- _Required work_
Using the lines below, work out the count of those that hold "green". Give the number only.
[Start of Attachment]
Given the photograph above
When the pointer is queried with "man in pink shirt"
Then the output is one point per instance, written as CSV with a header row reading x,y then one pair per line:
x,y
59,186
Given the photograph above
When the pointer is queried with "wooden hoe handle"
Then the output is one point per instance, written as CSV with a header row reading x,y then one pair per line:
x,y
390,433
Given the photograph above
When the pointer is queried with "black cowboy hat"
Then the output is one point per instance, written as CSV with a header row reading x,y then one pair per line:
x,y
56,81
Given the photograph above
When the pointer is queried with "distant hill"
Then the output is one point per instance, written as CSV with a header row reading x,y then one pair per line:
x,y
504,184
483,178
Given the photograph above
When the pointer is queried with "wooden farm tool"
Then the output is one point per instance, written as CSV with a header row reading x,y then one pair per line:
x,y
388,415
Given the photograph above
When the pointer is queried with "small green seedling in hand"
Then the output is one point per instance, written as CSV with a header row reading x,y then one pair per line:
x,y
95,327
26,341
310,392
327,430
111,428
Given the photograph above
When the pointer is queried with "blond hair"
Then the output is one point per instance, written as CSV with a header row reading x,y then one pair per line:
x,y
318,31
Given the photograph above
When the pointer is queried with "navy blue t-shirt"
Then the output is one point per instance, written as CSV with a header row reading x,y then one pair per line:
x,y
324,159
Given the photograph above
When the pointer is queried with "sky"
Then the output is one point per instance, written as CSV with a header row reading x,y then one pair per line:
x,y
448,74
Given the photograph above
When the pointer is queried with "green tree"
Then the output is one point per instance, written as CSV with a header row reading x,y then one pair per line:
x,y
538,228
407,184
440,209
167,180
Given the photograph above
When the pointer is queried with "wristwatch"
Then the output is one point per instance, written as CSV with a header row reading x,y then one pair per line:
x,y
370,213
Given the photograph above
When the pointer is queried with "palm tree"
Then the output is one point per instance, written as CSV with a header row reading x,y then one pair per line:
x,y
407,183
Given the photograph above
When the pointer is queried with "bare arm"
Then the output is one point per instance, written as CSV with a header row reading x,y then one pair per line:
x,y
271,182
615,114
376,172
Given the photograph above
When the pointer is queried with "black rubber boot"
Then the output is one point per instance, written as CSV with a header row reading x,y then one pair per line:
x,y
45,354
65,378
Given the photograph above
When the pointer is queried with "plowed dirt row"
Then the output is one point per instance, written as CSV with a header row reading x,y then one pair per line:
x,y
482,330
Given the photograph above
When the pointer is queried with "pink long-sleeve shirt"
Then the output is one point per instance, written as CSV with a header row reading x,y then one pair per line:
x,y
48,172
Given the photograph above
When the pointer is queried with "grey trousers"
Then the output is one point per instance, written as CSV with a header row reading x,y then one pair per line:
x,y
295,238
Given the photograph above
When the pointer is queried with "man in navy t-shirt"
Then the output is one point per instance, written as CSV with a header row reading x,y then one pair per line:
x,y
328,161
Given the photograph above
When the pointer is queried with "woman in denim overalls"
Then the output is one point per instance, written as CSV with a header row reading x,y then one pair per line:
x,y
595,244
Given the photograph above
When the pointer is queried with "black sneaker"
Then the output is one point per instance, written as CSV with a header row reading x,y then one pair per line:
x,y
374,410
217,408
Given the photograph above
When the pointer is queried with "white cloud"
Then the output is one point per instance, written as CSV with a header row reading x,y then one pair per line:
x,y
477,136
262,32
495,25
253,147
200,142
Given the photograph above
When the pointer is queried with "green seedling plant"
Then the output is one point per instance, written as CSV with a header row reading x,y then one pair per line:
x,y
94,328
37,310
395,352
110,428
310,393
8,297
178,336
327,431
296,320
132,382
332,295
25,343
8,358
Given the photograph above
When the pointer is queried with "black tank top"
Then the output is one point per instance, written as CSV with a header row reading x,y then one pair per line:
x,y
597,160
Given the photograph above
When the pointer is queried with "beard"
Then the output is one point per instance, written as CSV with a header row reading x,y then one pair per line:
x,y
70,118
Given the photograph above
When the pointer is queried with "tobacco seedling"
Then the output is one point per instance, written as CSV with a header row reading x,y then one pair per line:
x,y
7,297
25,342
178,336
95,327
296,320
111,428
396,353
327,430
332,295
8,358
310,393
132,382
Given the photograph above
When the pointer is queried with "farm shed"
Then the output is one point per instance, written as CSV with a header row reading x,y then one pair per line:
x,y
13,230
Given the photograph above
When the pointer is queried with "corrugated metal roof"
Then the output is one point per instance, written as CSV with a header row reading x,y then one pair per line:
[End of Attachment]
- _Response to the task_
3